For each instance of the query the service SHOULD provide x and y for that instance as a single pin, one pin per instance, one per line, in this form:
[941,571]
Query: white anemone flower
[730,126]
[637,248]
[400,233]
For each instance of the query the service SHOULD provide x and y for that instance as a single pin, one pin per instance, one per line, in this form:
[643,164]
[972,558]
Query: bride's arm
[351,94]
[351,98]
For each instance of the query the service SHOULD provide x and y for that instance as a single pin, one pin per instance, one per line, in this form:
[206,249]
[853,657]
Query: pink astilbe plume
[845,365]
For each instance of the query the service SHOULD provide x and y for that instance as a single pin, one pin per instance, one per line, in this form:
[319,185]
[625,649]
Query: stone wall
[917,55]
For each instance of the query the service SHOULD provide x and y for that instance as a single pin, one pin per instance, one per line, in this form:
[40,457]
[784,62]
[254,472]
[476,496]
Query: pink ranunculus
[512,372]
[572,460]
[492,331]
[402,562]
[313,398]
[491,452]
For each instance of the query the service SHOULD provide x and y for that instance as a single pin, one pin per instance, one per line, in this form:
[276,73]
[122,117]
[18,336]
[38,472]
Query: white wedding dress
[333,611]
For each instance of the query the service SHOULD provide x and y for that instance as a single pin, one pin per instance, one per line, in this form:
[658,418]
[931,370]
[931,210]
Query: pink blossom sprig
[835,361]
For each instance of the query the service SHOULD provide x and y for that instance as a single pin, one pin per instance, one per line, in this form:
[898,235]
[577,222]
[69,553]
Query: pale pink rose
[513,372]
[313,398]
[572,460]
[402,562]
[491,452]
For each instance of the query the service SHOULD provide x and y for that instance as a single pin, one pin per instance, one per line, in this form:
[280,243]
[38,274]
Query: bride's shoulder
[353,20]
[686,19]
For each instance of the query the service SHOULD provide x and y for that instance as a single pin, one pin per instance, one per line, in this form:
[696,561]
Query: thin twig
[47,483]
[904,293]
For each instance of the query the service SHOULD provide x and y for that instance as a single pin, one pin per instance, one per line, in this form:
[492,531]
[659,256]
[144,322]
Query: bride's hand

★ ★ ★ ★ ★

**Problem requirements**
All of the data above must be retyped exactly.

**Exercise answer**
For each instance of the query the service SHOULD provide x and y for that instance as a single pin, one pin per instance, one per line, in this form:
[941,571]
Query: white anemone flower
[730,126]
[637,248]
[400,233]
For each instance of the query the service SHOULD provide x and y for that instance as a single pin, one pin per instance, one per line, in this form:
[643,164]
[972,558]
Query: bride's arm
[351,94]
[351,98]
For each instance of the query the service SHOULD provide x and y for that instance as a single pin, one pin per instance, one per line, in this form:
[206,249]
[853,657]
Query: pink astilbe plume
[845,365]
For each instance of the query the service SHOULD provide x and y for that instance as a single pin, one pin per instance, one per line, in this form:
[319,185]
[625,649]
Query: stone wall
[917,55]
For each instance of the query the service SHOULD provide x and y for that instance as a single pin, one pin per instance, one per line, in this form:
[40,457]
[784,62]
[254,472]
[476,496]
Query: pink ranunculus
[512,372]
[572,460]
[492,331]
[402,562]
[313,398]
[491,452]
For each instance of the query the service SHOULD provide x and y for that instance as a single pin, one pin per instance, one per line, in this form:
[276,73]
[122,117]
[18,336]
[38,472]
Query: white wedding dress
[333,611]
For each instance of the query the service SHOULD provide x and y for that instance as a single pin, one pin per instance, one per line, in this form:
[658,418]
[931,370]
[931,210]
Query: pink blossom sprig
[835,361]
For each instance of the query the service SHOULD provide x and y for that instance as a single pin, one pin per instance, one per line, in this form:
[898,235]
[577,222]
[69,553]
Query: pale pink rose
[513,372]
[313,398]
[572,460]
[402,562]
[491,452]
For each instance of the query the service SHOULD provide x and y for that instance as a single pin, one pin per instance, one per line, in this form:
[280,243]
[38,274]
Query: bride's shoulder
[353,20]
[686,19]
For each instance of the query the service SHOULD provide x and y for that instance as a single pin, one pin per instance, one per line, in this form:
[696,561]
Query: thin twig
[47,483]
[904,293]
For each instance of the query the service SHOULD provide x and y for that instance as a single pin, one pin per instance, one per line, in this form:
[492,531]
[659,256]
[144,322]
Query: bride's hand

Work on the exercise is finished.